Write out all of the material below word for word, leaving out the pictures.

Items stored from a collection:
## BEGIN

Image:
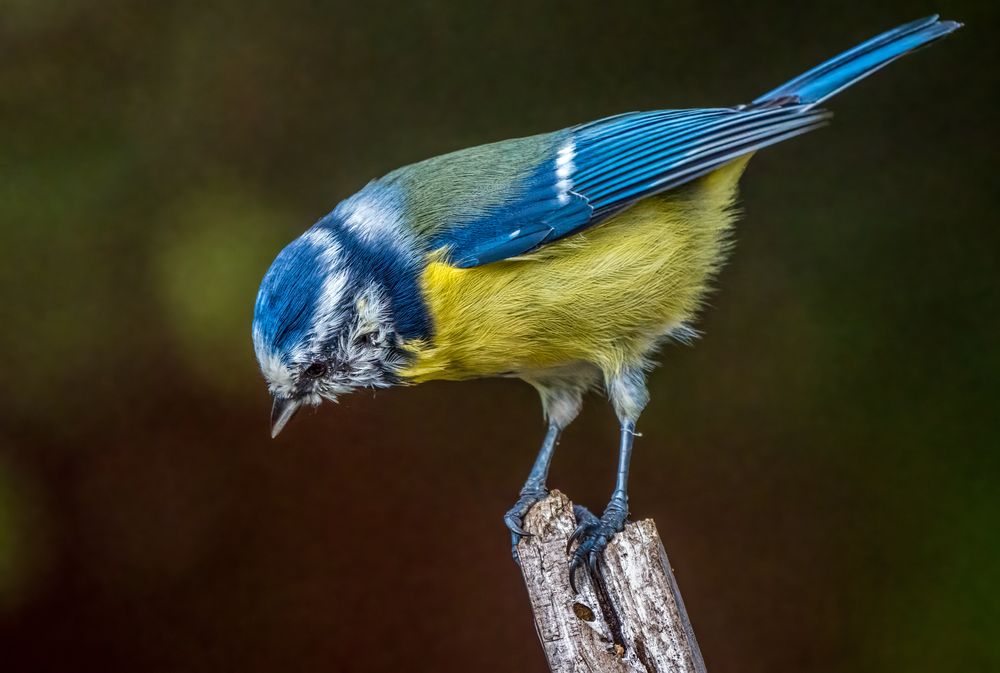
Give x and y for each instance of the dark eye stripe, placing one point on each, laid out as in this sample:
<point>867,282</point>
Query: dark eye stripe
<point>315,370</point>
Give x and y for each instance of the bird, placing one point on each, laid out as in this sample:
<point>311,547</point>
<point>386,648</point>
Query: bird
<point>565,259</point>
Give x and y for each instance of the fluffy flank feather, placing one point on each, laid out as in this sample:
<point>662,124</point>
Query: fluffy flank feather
<point>607,296</point>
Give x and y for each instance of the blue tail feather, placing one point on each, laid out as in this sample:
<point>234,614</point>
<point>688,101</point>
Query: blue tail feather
<point>840,72</point>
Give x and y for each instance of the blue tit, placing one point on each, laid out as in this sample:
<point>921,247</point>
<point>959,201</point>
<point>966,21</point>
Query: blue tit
<point>564,259</point>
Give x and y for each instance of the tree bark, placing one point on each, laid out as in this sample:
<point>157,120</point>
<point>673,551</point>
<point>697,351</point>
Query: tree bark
<point>629,619</point>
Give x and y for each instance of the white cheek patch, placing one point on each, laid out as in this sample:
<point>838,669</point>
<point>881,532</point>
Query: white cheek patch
<point>279,377</point>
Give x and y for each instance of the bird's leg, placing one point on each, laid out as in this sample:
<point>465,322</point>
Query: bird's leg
<point>627,391</point>
<point>533,490</point>
<point>561,402</point>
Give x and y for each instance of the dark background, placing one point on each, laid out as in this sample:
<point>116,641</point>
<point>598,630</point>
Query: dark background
<point>822,465</point>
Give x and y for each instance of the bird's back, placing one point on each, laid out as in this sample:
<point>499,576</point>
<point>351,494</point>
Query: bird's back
<point>605,296</point>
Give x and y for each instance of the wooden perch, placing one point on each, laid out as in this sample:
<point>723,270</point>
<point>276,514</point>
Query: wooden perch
<point>632,619</point>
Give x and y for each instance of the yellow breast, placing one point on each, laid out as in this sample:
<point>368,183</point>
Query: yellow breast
<point>605,296</point>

## END

EXERCISE OUTPUT:
Image:
Give x and y for each instance of the dark eye stripe, placing one point on each, laid out as in this sample:
<point>867,282</point>
Query: dark eye stripe
<point>315,370</point>
Give x and y for each instance of the bird, placing one point on each, laid out as in this sample:
<point>311,547</point>
<point>386,648</point>
Query: bird
<point>565,259</point>
Give x and y for each instance of the fluffy flank feather, placing one point on each, laid out as in this sample:
<point>662,124</point>
Query: fluffy flank feather
<point>607,296</point>
Give x and y for each instance of the blue tail feather, placing one point on each, laid out as in this sample:
<point>234,614</point>
<point>688,101</point>
Query: blue tail feather
<point>840,72</point>
Give x and y for each instance of the blue tit, placing one point on each, laid out as in this sample:
<point>921,247</point>
<point>959,201</point>
<point>966,21</point>
Query: blue tit
<point>564,259</point>
Give x and y for each instance of the tree bark, placing one point on each, laid out as in this sample:
<point>157,120</point>
<point>673,551</point>
<point>697,351</point>
Query: tree bark
<point>629,619</point>
Give x and y for each instance of the white cheek patch, placing one point on each, laid out as in this sample:
<point>838,669</point>
<point>881,532</point>
Query: white cheek patch
<point>279,377</point>
Give x and y for each instance of the bird's leg, placing one point on each, laid out as in this sample:
<point>465,322</point>
Query: bird's leg
<point>627,391</point>
<point>533,490</point>
<point>561,402</point>
Give x and y for each instance of the dark background, placing one point on each, laid out as in this sample:
<point>116,641</point>
<point>598,630</point>
Query: dark background
<point>822,465</point>
Give x and y for each instance of the bird's back, placing one point on each, laid out as in this sample:
<point>499,576</point>
<point>351,494</point>
Query: bird's back
<point>605,296</point>
Give x and y for each instance of the wooden perch, placing one point on each, laid out as in this sample:
<point>723,270</point>
<point>276,514</point>
Query: wooden perch
<point>632,619</point>
Give x and y for each instance of the yellow breast, placing one point on each, laid out as in this sample:
<point>368,183</point>
Query: yellow breast
<point>605,296</point>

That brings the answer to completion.